### PAGE EXCERPT

◇ ◇ ◇ ◇ ◇

I love being able to create by favoring chance over formula – seeking hidden or abandoned things to transform and recombine in another way- using head, hand and heart.
:: Lifestyle ::
What does it mean to you to be quirky and what do you love about it?
My quirkiness involves active imagination processes and exercises for encountering and witnessing parts of the unconscious- then bringing tangible form to what I’ve found. I love being able to create by favoring chance over formula – seeking hidden or abandoned things to transform and recombine in another way- using head, hand and heart.
What’s a secret, unusual talent that you have?
I learned how to play violin while lying on the floor in a body cast at age 3. I had started lessons shortly before breaking my femur – and bound to a 14 week plaster prison, so as not to lose my new skills, my teacher and I (along with the entire Friday group lesson class) learned how to play violin, lying on our backs!
:: Quest ::
Where do you find your mojo?
In the universe.
Explain one experiment you’ve done that changed your life:
I moved solo to Dubai, UAE to work as an architect directly upon graduating from Cornell University Architecture School. It was an adventurexperinent… moving halfway across the world to work and grow. I will always be grateful for that chapter in my life.
What’s your favorite recent discovery for…
Your home: My newest Agrisculpture collections!
Your body: Yoga on Youtube- right in my living room
Your belly: Tutu – a Brazilian bean dish
Your soul: Spending time with children
Music: Jamie Saft Trio
Writing: Garrison Keillor in print
Art: Learning to weld stick and mig for my metal works
:: Mission ::
How do you celebrate the deliciousness of being quirky?
I celebrate everyday- by taking time to be mindful and thankful of the fact that I am able to see things in a way that facilitates me to create.
What is your #1 tip for a fellow quirkster?
About: AGRISCULPTURE : Farm Equipment – Lovingly Rethought is a vital practice through which Amy Lewis restores the environment, rescuing old farm equipment from forests and fields, to collage antique American farm heritage for public education and wonderment! It is created in New York’s Hudson Valley and welded on the Sweetman Dairy Farm in Warwick, NY by architect Amy Lewis and farmer Douglas Sweetman.
AGRISCULPTURE started with a commission through Amy’s architectural practice- Architectural Stylist- to create an outdoor metal fountain for the main entrance of the Cornell University Cooperative Extension of Sullivan County office during Summer 2012. GROW Agrisculpture : Harrow Discs – Lovingly Rethought arose from a need to innovatively serve CCE while speaking the language of their guests (a largely agricultural community), and spark conversations across disciplines while delighting all who enter the building.

◇ ◇ ◇ ◇ ◇

### LIST OF TASKS
A: According to the Agrisculpture interview, where are the sculptures welded?
B: Shorten the paragraph of the Agrisculpture interview that begins "AGRISCULPTURE started with a commission," keeping its main facts.
C: Write a continuation of the Agrisculpture interview, starting after its final paragraph.
These items come from a separate source.

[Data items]

◇ ◇ ◇ ◇ ◇

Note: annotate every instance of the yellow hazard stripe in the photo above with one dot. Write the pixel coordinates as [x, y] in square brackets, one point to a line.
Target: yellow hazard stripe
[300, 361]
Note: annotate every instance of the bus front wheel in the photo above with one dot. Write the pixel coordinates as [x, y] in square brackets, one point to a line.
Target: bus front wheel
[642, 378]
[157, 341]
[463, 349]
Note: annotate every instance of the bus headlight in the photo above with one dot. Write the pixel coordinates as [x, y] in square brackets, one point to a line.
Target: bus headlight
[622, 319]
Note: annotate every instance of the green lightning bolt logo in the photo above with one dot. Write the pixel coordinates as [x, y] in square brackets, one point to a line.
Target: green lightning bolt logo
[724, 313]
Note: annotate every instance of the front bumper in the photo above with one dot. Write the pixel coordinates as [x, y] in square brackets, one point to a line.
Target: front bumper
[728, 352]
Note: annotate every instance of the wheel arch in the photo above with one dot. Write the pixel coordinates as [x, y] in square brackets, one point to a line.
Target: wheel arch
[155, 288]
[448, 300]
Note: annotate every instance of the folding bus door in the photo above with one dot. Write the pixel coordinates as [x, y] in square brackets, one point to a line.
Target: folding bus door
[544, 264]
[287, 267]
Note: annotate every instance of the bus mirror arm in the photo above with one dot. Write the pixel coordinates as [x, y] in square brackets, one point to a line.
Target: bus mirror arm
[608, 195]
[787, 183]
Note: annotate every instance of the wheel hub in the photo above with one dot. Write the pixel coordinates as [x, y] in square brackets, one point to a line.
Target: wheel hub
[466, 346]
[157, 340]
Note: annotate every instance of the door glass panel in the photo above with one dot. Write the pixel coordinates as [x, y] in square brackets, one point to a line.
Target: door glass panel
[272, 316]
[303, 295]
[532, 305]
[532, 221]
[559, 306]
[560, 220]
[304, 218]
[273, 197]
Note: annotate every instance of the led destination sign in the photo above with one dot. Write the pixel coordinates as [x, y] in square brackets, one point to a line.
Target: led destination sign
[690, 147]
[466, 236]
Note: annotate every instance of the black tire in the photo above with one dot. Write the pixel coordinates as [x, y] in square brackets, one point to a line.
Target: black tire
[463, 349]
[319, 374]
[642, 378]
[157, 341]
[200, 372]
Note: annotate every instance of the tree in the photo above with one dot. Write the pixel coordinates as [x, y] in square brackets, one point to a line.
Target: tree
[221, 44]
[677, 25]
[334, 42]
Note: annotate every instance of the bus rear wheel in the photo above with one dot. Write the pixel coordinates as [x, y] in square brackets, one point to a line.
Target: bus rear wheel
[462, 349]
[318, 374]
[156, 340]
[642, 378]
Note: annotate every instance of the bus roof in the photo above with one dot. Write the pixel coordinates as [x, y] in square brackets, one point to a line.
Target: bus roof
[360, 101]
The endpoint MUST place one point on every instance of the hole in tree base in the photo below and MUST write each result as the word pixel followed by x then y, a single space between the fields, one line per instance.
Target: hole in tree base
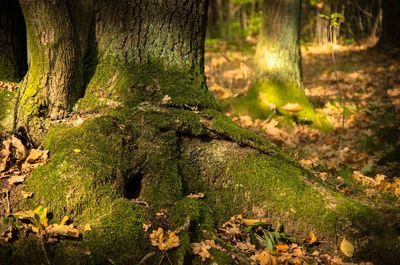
pixel 133 186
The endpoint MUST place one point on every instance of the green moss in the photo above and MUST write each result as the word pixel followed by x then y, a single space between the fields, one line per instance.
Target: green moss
pixel 265 93
pixel 85 186
pixel 131 84
pixel 6 108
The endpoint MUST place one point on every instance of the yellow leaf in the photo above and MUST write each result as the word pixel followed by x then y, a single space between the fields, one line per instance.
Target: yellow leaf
pixel 62 230
pixel 64 220
pixel 347 248
pixel 264 258
pixel 292 107
pixel 281 247
pixel 26 194
pixel 311 239
pixel 196 196
pixel 254 221
pixel 87 227
pixel 146 227
pixel 41 213
pixel 201 249
pixel 164 241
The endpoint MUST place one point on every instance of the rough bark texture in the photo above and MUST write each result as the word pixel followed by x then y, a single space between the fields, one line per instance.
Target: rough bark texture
pixel 53 79
pixel 137 143
pixel 13 62
pixel 278 51
pixel 390 24
pixel 278 77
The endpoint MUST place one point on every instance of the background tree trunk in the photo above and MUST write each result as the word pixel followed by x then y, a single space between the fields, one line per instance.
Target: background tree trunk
pixel 390 25
pixel 149 131
pixel 13 61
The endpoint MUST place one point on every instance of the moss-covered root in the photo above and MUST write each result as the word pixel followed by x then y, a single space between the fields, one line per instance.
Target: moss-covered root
pixel 266 95
pixel 6 110
pixel 237 179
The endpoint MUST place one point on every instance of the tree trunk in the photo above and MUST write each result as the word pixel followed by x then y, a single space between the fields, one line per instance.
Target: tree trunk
pixel 13 62
pixel 52 83
pixel 278 74
pixel 390 37
pixel 150 133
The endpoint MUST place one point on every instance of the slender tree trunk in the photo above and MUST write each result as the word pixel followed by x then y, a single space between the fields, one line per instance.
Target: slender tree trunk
pixel 278 51
pixel 52 83
pixel 390 25
pixel 13 62
pixel 278 75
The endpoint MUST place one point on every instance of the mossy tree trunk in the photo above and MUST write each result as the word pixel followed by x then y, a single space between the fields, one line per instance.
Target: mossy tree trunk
pixel 13 62
pixel 390 37
pixel 152 132
pixel 278 74
pixel 52 83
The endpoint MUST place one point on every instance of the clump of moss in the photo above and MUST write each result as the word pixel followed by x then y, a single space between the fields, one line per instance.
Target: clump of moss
pixel 6 104
pixel 267 93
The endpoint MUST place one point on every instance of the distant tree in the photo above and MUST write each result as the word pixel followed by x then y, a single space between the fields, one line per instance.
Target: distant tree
pixel 278 74
pixel 13 61
pixel 116 92
pixel 390 24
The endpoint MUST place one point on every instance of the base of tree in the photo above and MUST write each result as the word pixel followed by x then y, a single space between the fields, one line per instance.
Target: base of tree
pixel 101 168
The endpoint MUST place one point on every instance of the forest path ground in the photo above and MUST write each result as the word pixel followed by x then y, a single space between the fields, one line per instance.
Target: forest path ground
pixel 368 161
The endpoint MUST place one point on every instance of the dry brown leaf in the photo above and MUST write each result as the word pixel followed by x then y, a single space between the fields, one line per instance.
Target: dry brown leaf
pixel 264 258
pixel 280 248
pixel 20 150
pixel 311 239
pixel 196 196
pixel 4 155
pixel 16 179
pixel 201 249
pixel 146 227
pixel 26 194
pixel 245 246
pixel 292 107
pixel 254 221
pixel 164 241
pixel 55 230
pixel 87 228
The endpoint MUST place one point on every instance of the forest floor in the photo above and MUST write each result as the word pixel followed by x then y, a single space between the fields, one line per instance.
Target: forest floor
pixel 359 157
pixel 365 149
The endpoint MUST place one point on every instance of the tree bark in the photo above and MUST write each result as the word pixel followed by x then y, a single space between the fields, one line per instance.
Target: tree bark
pixel 53 81
pixel 13 61
pixel 278 51
pixel 150 133
pixel 390 37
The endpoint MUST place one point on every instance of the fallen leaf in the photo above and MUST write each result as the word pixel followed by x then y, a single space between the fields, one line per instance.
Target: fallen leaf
pixel 166 99
pixel 16 179
pixel 264 258
pixel 201 249
pixel 196 196
pixel 292 107
pixel 254 221
pixel 311 239
pixel 87 227
pixel 62 230
pixel 41 215
pixel 26 194
pixel 347 248
pixel 164 241
pixel 280 248
pixel 20 150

◇ ◇ ◇ ◇ ◇

### SOLVED TASKS
A: On the Sweetman Dairy Farm in Warwick, NY.

B: AGRISCULPTURE began in Summer 2012 as a commission through Amy's architectural practice, Architectural Stylist. The commission was an outdoor metal fountain for the main entrance of the Cornell University Cooperative Extension of Sullivan County office. The resulting piece, GROW Agrisculpture : Harrow Discs – Lovingly Rethought, was meant to serve CCE innovatively and speak the language of its largely agricultural guests. It was also meant to spark conversations across disciplines and delight everyone entering the building.

C:
A 2008 graduate of Cornell University’s Architecture school, Amy received a Bachelor of Architecture with a Concentration in Architectural Theory. During summers, she had interned with the Cape Cod firm Polhemus Savery DaSilva Architects Builders, as well as the Manhattan firm Sciame Construction. Upon graduation, Amy accepted a professional architectural position with Burt Hill in Dubai, United Arab Emirates and became the youngest female project coordinator within the global firm to manage a team of 10 for the Royal Family’s Al Mafraq Hospital of Abu Dhabi.
With the worldwide economic downtown a few years ago, Burt Hill folded, and Amy pioneered a number of design-build projects in the United States- film sets in Los Angeles, a Burning Man 2010 Art Installation called DESERTROPOLIS, filmed by Japanese public television as a documentary and aired throughout Japan in September 2010. She founded her own practice, Architectural Stylist, in 2011.
Since AGRISCULPTURE’S inception in 2012, Amy has won sculpture competitions in New York and Pennsylvania, shown work in galleries and received an exhibition commission from Bethel Woods Center for the Arts. AGRISCULPTURE has been featured in newspapers, magazines, websites and blogs; Amy’s work has been recognized by America in Bloom for Heritage Preservation in the Business Sector and she has lectured on AGRISCULPTURE at Cornell University. Small AGRISCULPTURE collections are currently being sold at Candlestock of Woodstock, NY as well as Stitched Tribeca of New York City.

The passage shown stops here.